▸ **WRITTEN REQUEST**: Present every line of the data below as a numbered list, skipping blank lines and leaving the pictures out.
** begin INPUT MATERIAL **
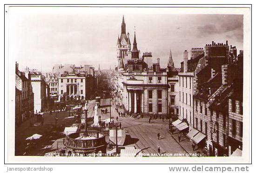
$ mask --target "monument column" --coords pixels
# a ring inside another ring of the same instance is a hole
[[[143,104],[144,104],[144,100],[143,100],[143,99],[144,99],[144,94],[143,93],[143,90],[141,91],[141,113],[143,113],[144,112],[144,110],[143,110],[143,108],[144,108],[144,105],[143,105]]]
[[[134,113],[137,113],[137,93],[134,91]]]
[[[129,90],[129,113],[132,111],[132,93],[131,91]]]

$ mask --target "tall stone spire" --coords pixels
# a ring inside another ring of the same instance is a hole
[[[132,51],[132,58],[139,58],[139,51],[137,48],[137,41],[136,40],[136,33],[134,32],[134,40],[133,41],[133,48]]]
[[[125,29],[125,23],[124,22],[124,17],[123,15],[123,20],[122,21],[122,26],[121,28],[121,34],[125,34],[126,35],[126,32]]]
[[[170,55],[169,56],[169,59],[168,60],[168,67],[169,68],[174,68],[174,63],[173,62],[173,60],[172,59],[172,51],[170,49]]]

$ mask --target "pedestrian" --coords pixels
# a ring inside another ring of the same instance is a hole
[[[179,138],[179,142],[180,142],[181,138],[182,138],[182,136],[181,136],[181,135],[179,135],[179,137],[178,138]]]
[[[195,151],[195,144],[193,143],[192,144],[192,148],[193,148],[193,151]]]
[[[200,157],[200,152],[199,151],[199,150],[197,150],[196,155],[197,155],[197,157]]]

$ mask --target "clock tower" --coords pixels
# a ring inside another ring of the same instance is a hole
[[[121,26],[121,35],[120,37],[118,36],[117,38],[116,51],[118,64],[120,64],[120,62],[121,59],[122,61],[125,64],[124,65],[126,66],[128,59],[131,58],[131,51],[129,34],[128,32],[127,35],[126,34],[125,22],[124,22],[124,17],[123,16]],[[121,67],[118,67],[120,68]]]

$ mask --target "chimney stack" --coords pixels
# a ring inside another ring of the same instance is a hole
[[[183,72],[186,73],[188,72],[188,51],[185,50],[183,53]]]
** end INPUT MATERIAL **
▸ **OUTPUT OF THE EXERCISE**:
1. $ mask --target "monument column" --coords pixels
2. # a ring inside another ring of the same instance is a hole
3. [[[143,104],[144,104],[144,100],[143,100],[143,99],[144,99],[144,94],[143,93],[143,90],[141,91],[141,113],[143,113],[144,112],[144,110],[143,110],[143,108],[144,108],[144,105],[143,105]]]
4. [[[134,113],[137,113],[137,93],[134,91]]]
5. [[[129,90],[129,113],[132,111],[132,93],[131,91]]]
6. $ mask --target "tall stone spire" --coords pixels
7. # a ring inside another ring of the same instance is a hole
8. [[[132,51],[132,58],[139,58],[139,51],[137,48],[137,41],[136,40],[136,33],[134,32],[134,40],[133,41],[133,48]]]
9. [[[125,29],[125,23],[124,22],[124,17],[123,15],[123,20],[122,21],[122,26],[121,28],[121,34],[125,34],[126,35],[126,32]]]
10. [[[170,55],[169,56],[169,59],[168,60],[168,67],[169,68],[174,68],[174,63],[173,62],[173,60],[172,59],[172,51],[170,49]]]
11. $ mask --target "pedestrian" --coords pixels
12. # a ring inside another ring of the same instance is a hole
13. [[[179,138],[179,142],[180,142],[181,138],[182,138],[182,136],[181,136],[181,135],[179,135],[179,137],[178,138]]]
14. [[[195,151],[195,144],[193,143],[192,144],[192,148],[193,148],[193,151]]]
15. [[[200,157],[200,152],[199,151],[199,150],[197,150],[196,155],[197,155],[197,157]]]
16. $ mask --target "clock tower" --coords pixels
17. # a ring inside another ring of the same instance is a hole
18. [[[121,26],[121,35],[120,37],[118,36],[117,38],[116,51],[118,64],[120,64],[120,62],[121,59],[122,61],[125,64],[124,65],[126,66],[128,59],[131,58],[131,51],[129,34],[128,32],[127,35],[126,34],[125,22],[124,22],[124,17],[123,16]],[[121,67],[118,67],[120,68]]]
19. $ mask --target "chimney stack" --coords pixels
20. # a ring inside another ring of the same instance is a hole
21. [[[183,72],[186,73],[188,72],[188,51],[185,50],[183,53]]]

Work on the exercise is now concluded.